§ Records supplied:
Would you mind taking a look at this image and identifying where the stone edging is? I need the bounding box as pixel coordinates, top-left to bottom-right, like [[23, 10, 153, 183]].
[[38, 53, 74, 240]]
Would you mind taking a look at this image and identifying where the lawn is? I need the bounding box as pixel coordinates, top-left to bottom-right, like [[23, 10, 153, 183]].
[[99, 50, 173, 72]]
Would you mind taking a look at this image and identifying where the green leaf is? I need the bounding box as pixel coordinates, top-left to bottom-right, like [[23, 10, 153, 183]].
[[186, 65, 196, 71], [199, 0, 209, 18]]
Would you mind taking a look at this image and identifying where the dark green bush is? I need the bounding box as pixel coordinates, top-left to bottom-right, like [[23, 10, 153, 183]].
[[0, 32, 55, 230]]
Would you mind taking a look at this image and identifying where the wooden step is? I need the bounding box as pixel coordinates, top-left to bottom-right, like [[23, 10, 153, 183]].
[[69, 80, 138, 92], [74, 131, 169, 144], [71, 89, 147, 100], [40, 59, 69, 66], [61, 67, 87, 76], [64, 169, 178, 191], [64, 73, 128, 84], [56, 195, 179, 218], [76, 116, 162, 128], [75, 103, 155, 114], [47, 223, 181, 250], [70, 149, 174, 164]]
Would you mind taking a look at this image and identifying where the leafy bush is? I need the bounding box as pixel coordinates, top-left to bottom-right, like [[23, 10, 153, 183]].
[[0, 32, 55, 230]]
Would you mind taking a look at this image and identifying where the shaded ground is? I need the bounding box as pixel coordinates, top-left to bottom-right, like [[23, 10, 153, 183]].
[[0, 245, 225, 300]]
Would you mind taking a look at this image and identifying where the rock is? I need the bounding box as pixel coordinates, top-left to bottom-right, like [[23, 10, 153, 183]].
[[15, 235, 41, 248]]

§ Written request: Rewrite all of the entries above as a numbered list, leaving out any blank lines.

§ Full response:
1. Would you mind taking a look at this image and identifying where the stone edging is? I need the bounding box as pixel coordinates, top-left to bottom-right, like [[23, 10, 153, 183]].
2. [[38, 53, 74, 240]]
3. Would you mind taking a look at this image and identifying where the lawn is? I need the bounding box as pixel coordinates, top-left to bottom-right, like [[23, 10, 153, 183]].
4. [[99, 50, 173, 72]]
5. Would you mind taking a look at this image and identifying where the green leaf is? I need the bounding box as pixel coordinates, top-left to bottom-right, like [[23, 10, 153, 183]].
6. [[186, 65, 196, 71], [199, 0, 209, 18]]
7. Would you mind taking a look at this image and identifying where the dark green bush is? I need the bounding box as pixel coordinates, top-left to bottom-right, like [[23, 10, 153, 183]].
8. [[0, 32, 55, 230]]
9. Would you mind taking a look at this image and identifying where the wooden step is? I need the bounding box as pixel coordinates, top-left to bottom-right, like [[23, 10, 153, 183]].
10. [[69, 80, 138, 92], [74, 131, 169, 144], [71, 89, 147, 100], [40, 59, 69, 66], [61, 67, 87, 76], [64, 169, 178, 191], [64, 73, 128, 84], [56, 195, 179, 218], [76, 116, 162, 128], [75, 103, 155, 114], [47, 223, 181, 250], [70, 149, 174, 164]]
11. Would you mind taking a look at this image and identifying where the leafy bush is? I need the bounding box as pixel coordinates, top-left to bottom-right, like [[23, 10, 153, 183]].
12. [[0, 32, 55, 230]]
13. Would you mind taking a look at this image and identifying where the shaded ground is? I need the bounding box as pixel coordinates, top-left to bottom-right, like [[23, 10, 153, 183]].
14. [[0, 245, 225, 300]]
15. Would you mind taking a look at this image and identifying where the rock is? I need the bounding box as pixel coordinates, top-left to bottom-right, like [[23, 10, 153, 183]].
16. [[15, 235, 41, 248]]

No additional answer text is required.